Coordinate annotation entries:
-- BEGIN --
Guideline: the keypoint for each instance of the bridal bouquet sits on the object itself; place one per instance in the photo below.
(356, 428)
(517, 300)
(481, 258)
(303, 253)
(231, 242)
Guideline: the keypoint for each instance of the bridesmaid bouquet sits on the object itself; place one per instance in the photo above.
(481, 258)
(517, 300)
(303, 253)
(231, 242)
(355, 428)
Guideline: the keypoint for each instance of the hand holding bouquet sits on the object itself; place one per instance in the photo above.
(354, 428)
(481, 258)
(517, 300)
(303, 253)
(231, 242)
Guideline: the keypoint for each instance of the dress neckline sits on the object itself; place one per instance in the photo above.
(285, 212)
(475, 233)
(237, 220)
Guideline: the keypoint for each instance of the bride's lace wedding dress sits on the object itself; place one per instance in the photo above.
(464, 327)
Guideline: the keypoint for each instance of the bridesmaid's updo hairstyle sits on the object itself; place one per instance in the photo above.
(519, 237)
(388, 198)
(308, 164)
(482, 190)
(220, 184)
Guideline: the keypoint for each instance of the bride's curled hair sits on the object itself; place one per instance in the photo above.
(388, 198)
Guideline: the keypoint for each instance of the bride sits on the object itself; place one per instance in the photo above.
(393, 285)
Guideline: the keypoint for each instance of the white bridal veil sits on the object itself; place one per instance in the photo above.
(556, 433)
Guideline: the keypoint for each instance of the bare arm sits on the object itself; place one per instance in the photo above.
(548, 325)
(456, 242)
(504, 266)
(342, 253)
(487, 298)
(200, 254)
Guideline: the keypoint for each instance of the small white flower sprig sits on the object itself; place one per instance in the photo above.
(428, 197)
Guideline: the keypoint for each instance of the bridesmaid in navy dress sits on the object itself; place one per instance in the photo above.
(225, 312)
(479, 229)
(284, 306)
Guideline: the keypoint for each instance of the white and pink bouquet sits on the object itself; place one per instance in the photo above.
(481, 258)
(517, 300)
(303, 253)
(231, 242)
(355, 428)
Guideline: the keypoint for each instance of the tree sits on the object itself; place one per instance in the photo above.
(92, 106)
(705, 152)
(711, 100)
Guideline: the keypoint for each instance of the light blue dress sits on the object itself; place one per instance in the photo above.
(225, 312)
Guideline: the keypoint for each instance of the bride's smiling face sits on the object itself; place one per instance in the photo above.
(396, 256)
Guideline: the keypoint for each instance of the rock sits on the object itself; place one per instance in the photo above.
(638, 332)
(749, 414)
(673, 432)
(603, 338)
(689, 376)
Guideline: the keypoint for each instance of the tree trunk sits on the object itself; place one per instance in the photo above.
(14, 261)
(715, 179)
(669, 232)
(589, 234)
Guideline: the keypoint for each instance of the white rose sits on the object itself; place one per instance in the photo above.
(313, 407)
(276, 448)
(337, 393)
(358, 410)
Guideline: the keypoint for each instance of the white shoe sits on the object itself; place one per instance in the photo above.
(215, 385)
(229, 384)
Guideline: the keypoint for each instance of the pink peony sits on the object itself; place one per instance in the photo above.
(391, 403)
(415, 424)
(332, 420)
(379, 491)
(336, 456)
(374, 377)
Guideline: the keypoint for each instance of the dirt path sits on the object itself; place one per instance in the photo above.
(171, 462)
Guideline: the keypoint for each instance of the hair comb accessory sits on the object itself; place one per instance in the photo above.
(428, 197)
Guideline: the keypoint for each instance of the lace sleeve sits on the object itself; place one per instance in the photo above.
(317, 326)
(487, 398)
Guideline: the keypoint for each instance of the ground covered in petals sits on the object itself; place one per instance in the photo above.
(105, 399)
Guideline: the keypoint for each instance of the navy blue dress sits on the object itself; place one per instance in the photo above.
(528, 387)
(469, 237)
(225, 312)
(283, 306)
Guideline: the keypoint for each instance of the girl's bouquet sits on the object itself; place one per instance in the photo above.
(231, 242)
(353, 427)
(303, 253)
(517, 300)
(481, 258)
-- END --
Instruction
Replace each "keypoint" in the data above with "marker", keeping every other part of the lines the same.

Result
Guideline: the marker for each instance of the bridal bouquet sits on the object itself; place one per instance in the photo below.
(356, 428)
(517, 300)
(481, 258)
(303, 253)
(231, 242)
Guideline: the marker for each instance of the bridesmaid bouquet sits on the object itself; place one per instance in the photo above.
(481, 258)
(517, 300)
(303, 253)
(231, 242)
(355, 428)
Guideline: the marker for each instance of the hand holding bouquet sits on the object itself; place one per instance in the photo above.
(354, 428)
(481, 258)
(517, 300)
(303, 253)
(231, 242)
Guideline: the marker for each instance of the dress neckline sits on the object itself; place one per instance in the photo above.
(285, 212)
(475, 233)
(237, 220)
Guideline: the marker for each instance of the bride's lace wedding dress sits on the object itself; place one per instance in the photo above.
(464, 327)
Guideline: the marker for each instance of the bridesmaid's updo hairstyle sits on the object itself; place one per instance in the photo above.
(519, 237)
(388, 198)
(308, 164)
(482, 190)
(220, 184)
Guideline: the marker for each instance of the bride's curled hair sits on the object itself; place one per instance in the photo above.
(388, 198)
Guideline: the marker for each instance of the bride sits on the object itself; place one per instance in the photo above.
(393, 285)
Guideline: the marker for each instance of the white bridal veil sits on the object itself; place one per instance in the photo above.
(556, 433)
Guideline: the marker for each instance of the bare arm sits on the object itself; place one per instance in the photo above.
(548, 325)
(456, 242)
(504, 266)
(342, 253)
(487, 298)
(200, 254)
Guideline: the marker for each instance of the small white flower sprig sits on the object itself; place one per instance in the photo above.
(428, 197)
Guideline: the marker for each instance of the bridesmaid in navy dress sits on the object itself; place one per instance in the photo above.
(225, 312)
(479, 229)
(284, 306)
Guideline: the marker for each instance of the white and pink bouquet sits on the object itself; place one per instance in the photo above.
(481, 258)
(517, 300)
(303, 253)
(231, 242)
(355, 428)
Guideline: the marker for each instance of the tree sits on the object itself; place one per instance in the photo above.
(92, 106)
(705, 152)
(711, 100)
Guideline: the marker for each instance of the light blue dress sits on the object itself; place one per instance in the photo above.
(225, 312)
Guideline: the marker for each instance of the bride's smiling face sits on the object itself; place one per instance in the photo above.
(396, 256)
Guideline: the marker for each instance of the rock sits on the object itself; place one per instance in the photo above.
(638, 332)
(749, 414)
(673, 432)
(603, 338)
(689, 376)
Guideline: the marker for each instance of the tree trunk sits on the object itself; place one per instance in the photo above.
(14, 261)
(715, 179)
(669, 232)
(589, 234)
Guideline: the marker for each instance of the white rose sits on the object itself; place one per instance in the photo above.
(313, 407)
(276, 448)
(337, 393)
(358, 410)
Guideline: the marker for each instance of the white shoe sits on the object itself; place one per instance in the photo above.
(215, 385)
(229, 384)
Guideline: the marker for each instance of the pink peony sits on the object itself; place one per instance in the photo above.
(391, 403)
(415, 424)
(332, 420)
(379, 491)
(336, 456)
(374, 377)
Guideline: the marker for each instance of the dirt path sits on the object itself; place one per instance in the photo above.
(171, 462)
Guideline: the marker for each instance of the hair comb accessory sits on the object itself; place one per instance in the photo above.
(428, 197)
Guideline: the marker for each instance of the lace sleeve sits on the object itself; place one per instance in the photo above.
(317, 326)
(487, 398)
Guideline: the marker for each instance of the ground covered in petals sits on the object itself; place one per instance in the photo above.
(105, 399)
Guideline: the marker for each instance of the navy blue dress sits on the object itself; place one per instance in the photo above.
(528, 387)
(469, 237)
(225, 312)
(283, 306)
Guideline: the marker for each instance of the girl's bouquet sits on the object itself; place one per instance in the photo above.
(231, 242)
(353, 427)
(303, 253)
(517, 300)
(481, 258)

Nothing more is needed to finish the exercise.